As a clinical psychologist and sleep researcher at the Feinberg School of Medicine at Northwestern University, Kelly Glazer Baron frequently heard complaints from aggrieved patients about exercise. They would work out, they told her, sometimes to the point of exhaustion, but they would not sleep better that night.
Dr. Baron was surprised and perplexed. A fan of exercise for treating sleep problems, but also a scientist, she decided to examine more closely the day-to-day relationship between sweat and sleep.
What she and her colleagues found, according to a study published last week in The Journal of Clinical Sleep Medicine, is that the influence of daily exercise on sleep habits is more convoluted than many of us might expect and that, in the short term, sleep might have more of an impact on exercise than exercise has on sleep.
To reach that conclusion, Dr. Baron and her colleagues turned to data from a study of exercise and sleep originally published in 2010. For that experiment, researchers had gathered a small group of women (and one man) who had received diagnoses of insomnia. The volunteers were mostly in their 60s, and all were sedentary
Then the researchers randomly assigned their volunteers either to remain inactive or to begin a moderate endurance exercise program, consisting of three or four 30-minute exercise sessions a week, generally on a stationary bicycle or treadmill, that were performed in the afternoon. This exercise program continued for 16 weeks.
At the end of that time, the volunteers in the exercise group were sleeping much more soundly than they had been at the start of the study. They slept, on average, about 45 minutes to an hour longer on most nights, waking up less often and reporting more vigor and less sleepiness.
But Dr. Baron wondered if the novice exercisers had experienced immediate improvements in their sleep patterns. And on a day-to-day basis, had working out on any given day produced better sleep that night?
Boring deep into the data contained in the exercising group’s sleep diaries and other information for the new study, Dr. Baron discovered that the answer to both questions was a fairly resounding no. After the first two months of their exercise program, the exercising volunteers (all of them women) were sleeping no better than at the start of the study. Only after four months of the program had their insomnia improved.
They also rarely reported sleeping better on those nights when they had had an exercise session. And perhaps most telling, they almost always exercised for a shorter amount of time on the days after a poor night’s sleep.
In other words, sleeping badly tended to shorten the next day’s workout, while a full-length exercise session did not, in most cases, produce more and better sleep that night.
At first glance, these results might seem “a bit discouraging,” Dr. Baron said. They also would seem to be at odds with the earlier conclusion that four months of exercise improved insomniacs’ sleep patterns, as well as a wealth of other recent science that has typically found that regular exercise lengthens and deepens sleep.

**Dataset excerpt**
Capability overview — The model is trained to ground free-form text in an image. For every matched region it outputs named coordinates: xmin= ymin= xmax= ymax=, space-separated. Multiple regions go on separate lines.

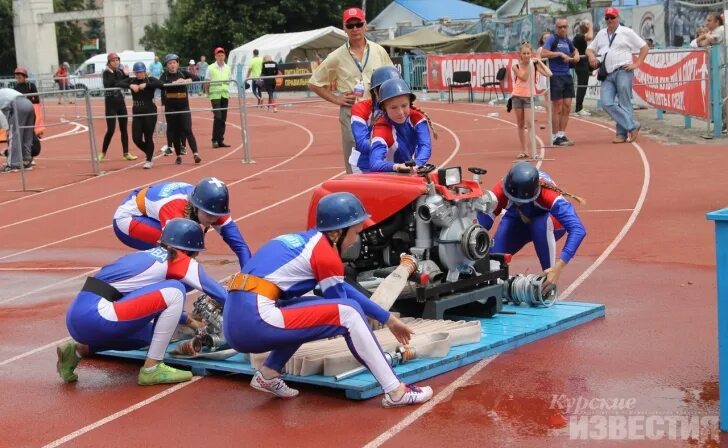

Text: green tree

**Parts of the exercise**
• a. Answer these questions from the article on exercise and sleep:
(i) In which journal was the new study published?
(ii) For how many weeks did the exercise program continue?
(iii) At the end of the program, how much longer did the exercising volunteers sleep on most nights, on average?
• b. Write out the article on exercise and sleep word for word from "But Dr. Baron" to "sleep that night?".
• c. Carry the article on exercise and sleep forward from its final sentence.

**Written responses**
• a.
(i) The Journal of Clinical Sleep Medicine
(ii) 16 weeks
(iii) About 45 minutes to an hour longer

• b.
But Dr. Baron wondered if the novice exercisers had experienced immediate improvements in their sleep patterns. And on a day-to-day basis, had working out on any given day produced better sleep that night?

• c.
But, Dr. Baron pointed out, most of these other studies employed volunteers without existing sleep problems. For them, exercise and sleep seem to have a relatively uncomplicated relationship. You work out, fatigue your body and mind, and sleep more soundly that night.
But people with insomnia and other sleep disturbances tend to be “neurologically different,” Dr. Baron said. “They have what we characterize as a hyper-arousal of the stress system,” she said. A single bout of exercise on any given day “is probably not enough to overcome that arousal,” she explained. It could potentially even exacerbate it, since exercise is itself a physical stressor.
Eventually, however, if the exercise program is maintained, Dr. Baron said, the workouts seem to start muting a person’s stress response. Her or his underlying physiological arousal is dialed down enough for sleep to arrive more readily, as it did in the 2010 experiment.
Of course, both of these studies were small, involving fewer than a dozen exercising volunteers, all of them middle-aged or older women. “We think the findings would apply equally to men,” Dr. Baron said. But that idea has yet to be proved.
Likewise, it is impossible to yet know the sleep-related impacts of workouts of different types (like weight training), intensities or timing, including morning or late-evening sessions.
Still, the preliminary message of these findings is heartening. If you habitually experience insomnia and don’t currently exercise, Dr. Baron said, start. Don’t, however, expect that you will enjoy or even complete workouts the day after a broken night’s sleep, or that you will sleep better hours after you’ve exercised.
The process is more gradual and less immediately gratifying than the sleep-deprived might wish. But the benefits do develop. “It took four months” in the original study, Dr. Baron said, but at that point the exercising volunteers “were sleeping at least 45 minutes more a night.” “That’s huge, as good as or better” than most current treatment options for sleep disturbances, including drugs, she said.